**Stated problem**.
Retype the records that come next, word for word.

**Task input**.
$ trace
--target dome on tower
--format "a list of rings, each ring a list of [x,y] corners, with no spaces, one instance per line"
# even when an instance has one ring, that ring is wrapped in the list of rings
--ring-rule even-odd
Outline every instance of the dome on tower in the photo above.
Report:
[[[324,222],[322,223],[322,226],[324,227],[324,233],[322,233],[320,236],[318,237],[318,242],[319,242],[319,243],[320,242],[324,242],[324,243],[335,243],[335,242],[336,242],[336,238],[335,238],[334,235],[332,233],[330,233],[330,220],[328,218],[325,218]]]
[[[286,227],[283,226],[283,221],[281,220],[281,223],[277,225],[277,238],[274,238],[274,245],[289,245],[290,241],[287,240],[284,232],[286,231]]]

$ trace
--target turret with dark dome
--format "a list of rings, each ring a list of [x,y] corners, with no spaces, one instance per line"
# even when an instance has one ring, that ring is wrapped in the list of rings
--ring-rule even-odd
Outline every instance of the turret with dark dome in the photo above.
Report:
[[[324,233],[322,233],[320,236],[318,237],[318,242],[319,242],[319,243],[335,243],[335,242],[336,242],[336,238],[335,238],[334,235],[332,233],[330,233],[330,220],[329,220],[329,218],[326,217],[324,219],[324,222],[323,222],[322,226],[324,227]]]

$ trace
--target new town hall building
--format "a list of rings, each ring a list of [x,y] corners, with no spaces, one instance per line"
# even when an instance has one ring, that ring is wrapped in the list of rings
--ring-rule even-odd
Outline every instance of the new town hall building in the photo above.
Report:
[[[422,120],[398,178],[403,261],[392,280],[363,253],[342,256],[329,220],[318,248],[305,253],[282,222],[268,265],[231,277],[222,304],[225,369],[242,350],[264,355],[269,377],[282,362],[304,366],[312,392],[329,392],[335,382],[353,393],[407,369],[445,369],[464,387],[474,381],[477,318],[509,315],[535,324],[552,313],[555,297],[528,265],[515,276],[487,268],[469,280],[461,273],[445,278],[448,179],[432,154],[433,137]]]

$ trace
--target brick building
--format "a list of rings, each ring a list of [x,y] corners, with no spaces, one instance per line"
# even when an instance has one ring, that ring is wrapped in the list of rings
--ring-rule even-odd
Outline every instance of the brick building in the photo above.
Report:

**The result**.
$ trace
--target dome on tower
--format "a list of rings, each ring a list of [x,y] corners, with no spaces, one instance per line"
# even when an instance has one ring, that ring is wrapped in the list of rings
--ring-rule even-odd
Outline every instance of the dome on tower in the photo above.
Report:
[[[324,222],[322,223],[322,226],[324,227],[324,233],[322,233],[320,236],[318,237],[318,242],[319,242],[319,243],[320,242],[324,242],[324,243],[335,243],[335,242],[336,242],[336,238],[335,238],[334,235],[332,233],[330,233],[330,220],[328,218],[325,218]]]
[[[286,227],[283,226],[283,221],[281,220],[281,223],[277,225],[277,238],[274,238],[274,245],[289,245],[290,241],[287,240],[284,232],[286,231]]]

$ trace
--target turret with dark dome
--format "a list of rings, each ring a list of [x,y] corners, with no spaces, one instance per line"
# even when an instance has one ring, that ring is wrapped in the list of rings
--ring-rule even-odd
Outline every instance of the turret with dark dome in the photo above.
Report:
[[[324,233],[322,233],[320,236],[318,237],[318,242],[319,242],[319,243],[335,243],[335,242],[336,242],[336,238],[335,238],[334,235],[332,233],[330,233],[330,220],[329,220],[329,218],[326,217],[324,219],[324,222],[323,222],[322,226],[324,227]]]

$ trace
--target new town hall building
--format "a list of rings, each ring a list of [x,y] corners, with no spaces, one instance per line"
# even when an instance has one ring, that ring is wrapped in the list of rings
--ring-rule even-odd
Outline every instance of the new town hall building in the photo above.
Report:
[[[422,120],[398,178],[403,261],[392,280],[363,253],[342,256],[329,220],[318,248],[305,253],[282,222],[268,265],[231,277],[222,304],[225,369],[242,350],[264,355],[269,377],[282,362],[304,366],[312,392],[329,392],[335,382],[353,393],[407,369],[445,369],[464,387],[474,381],[477,318],[509,315],[535,324],[552,313],[555,297],[528,265],[515,276],[487,268],[469,280],[461,273],[445,278],[448,179],[432,154],[433,137]]]

$ trace
--target brick building
--format "a list of rings, each ring a list of [x,y] corners, with no spaces, one instance per line"
# even when an instance has one ring, that ring is wrapped in the list of rings
--ring-rule even-odd
Outline every instance of the brick building in the photo above.
Report:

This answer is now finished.